■ **Records provided**:
_ _ _ _ _ _ _
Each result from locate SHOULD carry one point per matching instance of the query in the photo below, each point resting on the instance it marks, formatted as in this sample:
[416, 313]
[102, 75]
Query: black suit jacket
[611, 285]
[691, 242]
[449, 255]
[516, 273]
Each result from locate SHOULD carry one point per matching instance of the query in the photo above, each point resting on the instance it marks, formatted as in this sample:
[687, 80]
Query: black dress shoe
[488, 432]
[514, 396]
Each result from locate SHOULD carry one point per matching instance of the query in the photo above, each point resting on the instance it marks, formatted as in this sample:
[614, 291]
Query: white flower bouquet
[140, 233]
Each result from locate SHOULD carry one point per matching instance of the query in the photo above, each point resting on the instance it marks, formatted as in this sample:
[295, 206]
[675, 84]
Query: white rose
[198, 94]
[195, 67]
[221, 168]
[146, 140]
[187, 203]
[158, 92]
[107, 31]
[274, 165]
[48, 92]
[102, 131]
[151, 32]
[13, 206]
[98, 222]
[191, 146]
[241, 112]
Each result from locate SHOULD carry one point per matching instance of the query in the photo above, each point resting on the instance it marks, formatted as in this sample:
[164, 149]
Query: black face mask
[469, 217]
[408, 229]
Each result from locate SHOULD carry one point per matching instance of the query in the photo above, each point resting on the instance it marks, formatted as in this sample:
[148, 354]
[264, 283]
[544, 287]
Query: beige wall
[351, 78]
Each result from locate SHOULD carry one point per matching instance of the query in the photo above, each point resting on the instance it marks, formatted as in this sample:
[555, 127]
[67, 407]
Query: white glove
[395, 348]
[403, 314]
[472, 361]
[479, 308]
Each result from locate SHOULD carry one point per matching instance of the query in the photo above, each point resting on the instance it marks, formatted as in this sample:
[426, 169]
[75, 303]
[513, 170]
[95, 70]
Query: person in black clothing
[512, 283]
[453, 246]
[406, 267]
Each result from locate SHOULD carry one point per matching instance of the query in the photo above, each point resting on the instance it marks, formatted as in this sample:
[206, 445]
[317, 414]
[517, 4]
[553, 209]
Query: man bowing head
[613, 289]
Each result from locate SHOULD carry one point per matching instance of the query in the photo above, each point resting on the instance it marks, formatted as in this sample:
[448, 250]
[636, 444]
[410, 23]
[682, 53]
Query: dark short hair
_ _ _ _ _ _ _
■ **Prompt**: Please set down the full listing above, word for word.

■ **Worked solution**:
Each result from locate SHOULD carry one point per matching instance of the query in the photo below, each point resting on the instance it marks, formatted as in this sample:
[416, 313]
[102, 75]
Query: black suit jacket
[611, 285]
[691, 242]
[449, 255]
[516, 273]
Each result from locate SHOULD carry one point per matching instance of the query in the photo above, each point resting on the instance it marks, formatted as in this sample:
[687, 80]
Query: black dress shoe
[488, 432]
[514, 396]
Each result from locate SHOULD carry one point per matching instance of the query in the photo above, each point resting on the instance it marks, formatted as in this sample:
[614, 291]
Query: white flower bouquet
[140, 233]
Each result from locate SHOULD carry one point per matching instance of the query in the photo above, each point resting on the instance it marks, formatted as in this sample:
[295, 206]
[675, 84]
Query: white rose
[198, 94]
[195, 67]
[221, 168]
[146, 140]
[187, 203]
[158, 92]
[107, 31]
[274, 165]
[48, 92]
[102, 131]
[151, 32]
[13, 206]
[98, 222]
[191, 146]
[241, 112]
Each result from locate SHOULD carry one point per matching instance of the query in the photo above, each point resting on the instance it marks, formatted as in this sample:
[164, 149]
Query: black face mask
[469, 217]
[408, 229]
Each result from locate SHOULD carry one point per matching instance of the query in the photo above, each point resting on the instance it marks, formatted as in this sample:
[148, 354]
[264, 283]
[544, 287]
Query: beige wall
[351, 78]
Each result from locate SHOULD carry one point per matching instance of the query in the photo above, each point resting on the instance it marks, formatted as in this sample:
[555, 127]
[67, 407]
Query: white glove
[395, 348]
[403, 314]
[472, 361]
[479, 308]
Each result from locate SHOULD carry one point per matching instance of the query in the photo above, each point resting on the instance it marks, formatted as in this sample:
[426, 169]
[75, 303]
[513, 170]
[95, 70]
Query: person in black clothing
[512, 283]
[453, 246]
[406, 267]
Each result from locate SHOULD carry one point per matching instance of the query in the photo above, each point resting on the instance it marks, formatted as in this sample:
[206, 445]
[317, 414]
[517, 4]
[553, 209]
Query: man bowing head
[613, 289]
Each result from locate SHOULD carry one point per matching instance of the query in the photo above, each point resting on the instance it marks, formatted as in this sample:
[448, 250]
[636, 444]
[410, 23]
[682, 53]
Query: dark short hair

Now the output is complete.